*EXERCISES*:
1. Using the passage on the Spanish elections, decide whether each statement agrees with it. For each, answer yes or no and quote the words that settle it. (a) The combined Podemos and IU vote overtook both the PP and the PSOE in Asturias. (b) The national elections are set for November. (c) At the level of the Spanish state, the vote to the left of the PSOE was over 30%.
2. According to the passage on the Spanish elections, which two cities were won by the kind of campaign it wants to see more of?
3. Carry on the passage on the Spanish elections from its last sentence.

*PASSAGE TO READ*:
** BEGIN **

Where Podemos and IU ran in competition, either alone or behind their own particular brand of “broad” campaign, their vote was sometimes good, sometimes quite disappointing, and sometimes downright disastrous, especially for IU. Their combined vote was very rarely big enough to overtake both the PP and the PSOE, two exceptions being the autonomous community of Asturias and the provincial capital Cadiz.

For a bigger breakthrough to have happened, there would have had to been more campaigns of the kind that won Barcelona and Madrid, at both city and autonomous community level. However, the opportunity to surpass both PP and PSOE still remains—on condition that the lessons of this election can be learned and applied before the vital November national elections.

Biggest gains and losses

At the level of the Spanish state, the vote to the left of the PSOE was between 20% and 25%.

** END **

[Data taken from a collection]

** BEGIN **

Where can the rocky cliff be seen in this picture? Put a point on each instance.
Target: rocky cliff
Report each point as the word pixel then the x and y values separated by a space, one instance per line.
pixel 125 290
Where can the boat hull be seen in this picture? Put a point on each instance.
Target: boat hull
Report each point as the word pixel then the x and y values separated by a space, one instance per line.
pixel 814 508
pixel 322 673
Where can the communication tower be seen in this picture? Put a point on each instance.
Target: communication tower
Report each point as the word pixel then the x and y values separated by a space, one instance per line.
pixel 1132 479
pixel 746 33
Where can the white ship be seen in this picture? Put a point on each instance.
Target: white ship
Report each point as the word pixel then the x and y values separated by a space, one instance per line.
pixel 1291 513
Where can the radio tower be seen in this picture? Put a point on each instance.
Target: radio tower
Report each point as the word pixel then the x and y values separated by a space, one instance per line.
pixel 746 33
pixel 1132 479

** END **

*RESPONSES BY TASK*:
1.
(a) Yes: "two exceptions being the autonomous community of Asturias and the provincial capital Cadiz."
(b) Yes: "before the vital November national elections."
(c) No: "the vote to the left of the PSOE was between 20% and 25%."

2. Barcelona and Madrid.

3.
This figure is based on the 4.76% vote in the municipal elections for IU, the 9.9% for various left and centre-left nationalist and regionalist parties and the all-of-Spain Green party Equo[i], and some part of 15.36% won by “others”. “Others” covers some of the citizens’ lists that represented some degree of left unity and/or bottom-up organising.

Podemos managed to overtake the PSOE in only one autonomous community, Navarra. It scored 13.7% to the PSOE’s 13.4% (in fourth and fifth position behind the ruling right-regionalist Union of the People of Navarra, the centre-left regionalist Geroa-Bai and the left-nationalist EH Bildu).

However, Podemos also beat the PSOE in the Basque Country (Euskadi), where in the elections for the three regional deputations into which Euskadi is divided, it became third force behind the ruling right-nationalist Basque Nationalist Party (PNV) and EH Bildu. Podemos won 13.93% against the PSOE’s 13.82%.

Podemos came closest to the PSOE in Aragon (20.5% to 21.4% for the PSOE), the Balearic Islands (14.7% to 18.95%) and the Madrid region (18.6% to 25.5%). In Asturias, the combined IU and Podemos vote (30.9%) was greater than the PSOE’s (26.4%).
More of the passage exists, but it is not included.